SHORT TASK: Pull out each row below that contains the string "track", treating uppercase and lowercase letters as different.
--- begin DATA IN THIS EXERCISE ---
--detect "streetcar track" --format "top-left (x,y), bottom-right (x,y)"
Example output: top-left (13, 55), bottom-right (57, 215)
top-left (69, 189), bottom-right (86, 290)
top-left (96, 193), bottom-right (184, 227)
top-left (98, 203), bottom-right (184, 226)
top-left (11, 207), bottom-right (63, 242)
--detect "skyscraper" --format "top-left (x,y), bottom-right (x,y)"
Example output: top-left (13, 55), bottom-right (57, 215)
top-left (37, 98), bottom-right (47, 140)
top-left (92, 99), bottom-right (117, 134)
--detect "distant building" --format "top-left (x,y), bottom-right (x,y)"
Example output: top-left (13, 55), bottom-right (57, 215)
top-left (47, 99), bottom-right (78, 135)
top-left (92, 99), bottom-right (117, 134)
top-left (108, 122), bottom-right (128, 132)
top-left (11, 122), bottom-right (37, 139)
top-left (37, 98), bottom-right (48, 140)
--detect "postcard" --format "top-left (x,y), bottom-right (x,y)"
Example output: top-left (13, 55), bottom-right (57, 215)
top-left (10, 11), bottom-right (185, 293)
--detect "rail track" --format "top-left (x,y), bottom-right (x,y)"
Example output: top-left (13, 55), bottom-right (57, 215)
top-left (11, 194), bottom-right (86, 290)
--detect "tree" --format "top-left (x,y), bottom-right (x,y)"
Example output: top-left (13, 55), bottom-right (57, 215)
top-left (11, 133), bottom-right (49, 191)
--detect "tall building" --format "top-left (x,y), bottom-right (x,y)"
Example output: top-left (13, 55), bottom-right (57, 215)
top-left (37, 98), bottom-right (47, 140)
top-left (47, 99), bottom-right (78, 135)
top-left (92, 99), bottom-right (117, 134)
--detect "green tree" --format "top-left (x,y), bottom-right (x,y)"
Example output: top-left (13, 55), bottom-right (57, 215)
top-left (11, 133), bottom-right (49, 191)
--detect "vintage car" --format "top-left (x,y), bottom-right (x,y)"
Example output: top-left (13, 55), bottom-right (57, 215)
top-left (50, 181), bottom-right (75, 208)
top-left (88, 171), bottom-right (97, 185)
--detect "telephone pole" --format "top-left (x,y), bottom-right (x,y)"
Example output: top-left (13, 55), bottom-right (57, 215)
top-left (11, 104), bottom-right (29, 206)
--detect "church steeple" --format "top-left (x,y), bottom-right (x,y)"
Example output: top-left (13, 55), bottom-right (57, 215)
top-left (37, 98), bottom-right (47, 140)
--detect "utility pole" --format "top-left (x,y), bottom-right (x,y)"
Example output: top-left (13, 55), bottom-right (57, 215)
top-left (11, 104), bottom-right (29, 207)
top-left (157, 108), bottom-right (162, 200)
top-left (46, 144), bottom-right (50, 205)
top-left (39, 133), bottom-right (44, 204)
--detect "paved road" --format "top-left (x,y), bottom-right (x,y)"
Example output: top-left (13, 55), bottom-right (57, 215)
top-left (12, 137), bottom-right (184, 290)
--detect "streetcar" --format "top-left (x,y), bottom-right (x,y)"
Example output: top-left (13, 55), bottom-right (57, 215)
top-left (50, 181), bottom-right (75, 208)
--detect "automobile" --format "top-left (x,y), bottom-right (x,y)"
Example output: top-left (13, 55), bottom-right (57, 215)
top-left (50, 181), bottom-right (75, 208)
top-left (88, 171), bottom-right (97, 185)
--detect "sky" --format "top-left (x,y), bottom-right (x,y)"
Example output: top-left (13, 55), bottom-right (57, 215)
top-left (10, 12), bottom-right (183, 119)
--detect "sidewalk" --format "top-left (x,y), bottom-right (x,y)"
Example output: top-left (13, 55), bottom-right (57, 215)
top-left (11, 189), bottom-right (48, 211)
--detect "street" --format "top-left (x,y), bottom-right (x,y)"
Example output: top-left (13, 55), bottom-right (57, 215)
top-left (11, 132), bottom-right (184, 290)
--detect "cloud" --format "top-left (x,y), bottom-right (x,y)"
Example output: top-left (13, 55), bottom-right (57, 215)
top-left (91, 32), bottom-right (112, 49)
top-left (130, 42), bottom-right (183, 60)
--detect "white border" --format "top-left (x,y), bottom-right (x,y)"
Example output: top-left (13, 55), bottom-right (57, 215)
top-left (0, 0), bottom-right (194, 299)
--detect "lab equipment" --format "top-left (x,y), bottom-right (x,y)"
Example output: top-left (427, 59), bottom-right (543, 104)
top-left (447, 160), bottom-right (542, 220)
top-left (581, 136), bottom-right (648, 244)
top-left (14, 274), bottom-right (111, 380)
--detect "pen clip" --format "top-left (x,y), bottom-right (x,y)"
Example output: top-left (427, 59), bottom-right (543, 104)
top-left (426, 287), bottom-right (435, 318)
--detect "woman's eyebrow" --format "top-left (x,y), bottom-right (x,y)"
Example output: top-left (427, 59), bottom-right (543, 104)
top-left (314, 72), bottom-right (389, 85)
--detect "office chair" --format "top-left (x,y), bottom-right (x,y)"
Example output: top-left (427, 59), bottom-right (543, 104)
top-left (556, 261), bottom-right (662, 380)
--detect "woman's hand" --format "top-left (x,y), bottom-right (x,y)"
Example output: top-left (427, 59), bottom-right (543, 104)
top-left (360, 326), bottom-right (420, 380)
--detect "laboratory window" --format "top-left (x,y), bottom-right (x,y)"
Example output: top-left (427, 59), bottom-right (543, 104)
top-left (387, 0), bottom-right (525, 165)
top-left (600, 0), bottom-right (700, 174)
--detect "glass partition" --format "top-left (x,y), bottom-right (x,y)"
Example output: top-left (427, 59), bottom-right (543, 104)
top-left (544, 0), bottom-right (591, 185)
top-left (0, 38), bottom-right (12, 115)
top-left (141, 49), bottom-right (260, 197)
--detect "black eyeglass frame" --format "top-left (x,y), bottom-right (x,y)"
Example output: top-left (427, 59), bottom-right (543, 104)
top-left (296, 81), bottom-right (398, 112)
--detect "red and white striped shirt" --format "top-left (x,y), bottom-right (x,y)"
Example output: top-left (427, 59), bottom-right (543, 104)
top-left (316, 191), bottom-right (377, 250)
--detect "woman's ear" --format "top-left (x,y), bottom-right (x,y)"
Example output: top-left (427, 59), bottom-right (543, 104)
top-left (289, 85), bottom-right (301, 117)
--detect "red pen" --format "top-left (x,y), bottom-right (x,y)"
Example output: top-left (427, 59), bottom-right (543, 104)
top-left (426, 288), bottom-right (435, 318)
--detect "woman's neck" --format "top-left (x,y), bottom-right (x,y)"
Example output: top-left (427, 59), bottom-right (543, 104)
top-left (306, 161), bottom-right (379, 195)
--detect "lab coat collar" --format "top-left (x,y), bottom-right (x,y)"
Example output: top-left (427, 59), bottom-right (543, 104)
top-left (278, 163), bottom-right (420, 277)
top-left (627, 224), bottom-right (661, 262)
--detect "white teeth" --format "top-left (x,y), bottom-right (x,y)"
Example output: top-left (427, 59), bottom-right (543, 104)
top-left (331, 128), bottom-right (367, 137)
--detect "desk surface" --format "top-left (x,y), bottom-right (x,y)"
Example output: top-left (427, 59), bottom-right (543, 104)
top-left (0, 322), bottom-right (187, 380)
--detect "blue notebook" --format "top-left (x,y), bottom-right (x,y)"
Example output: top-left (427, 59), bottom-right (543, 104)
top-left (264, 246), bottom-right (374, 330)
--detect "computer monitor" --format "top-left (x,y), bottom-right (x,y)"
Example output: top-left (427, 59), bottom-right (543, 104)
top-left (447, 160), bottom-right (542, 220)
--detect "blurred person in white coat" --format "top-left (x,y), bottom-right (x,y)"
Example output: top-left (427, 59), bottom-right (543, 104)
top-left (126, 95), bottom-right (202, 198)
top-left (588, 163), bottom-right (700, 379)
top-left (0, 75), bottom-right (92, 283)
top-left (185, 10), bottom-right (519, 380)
--- end DATA IN THIS EXERCISE ---
TASK RESULT:
--detect "streetcar track" --format "top-left (x,y), bottom-right (x,y)"
--detect "rail track" --format "top-left (x,y), bottom-right (x,y)"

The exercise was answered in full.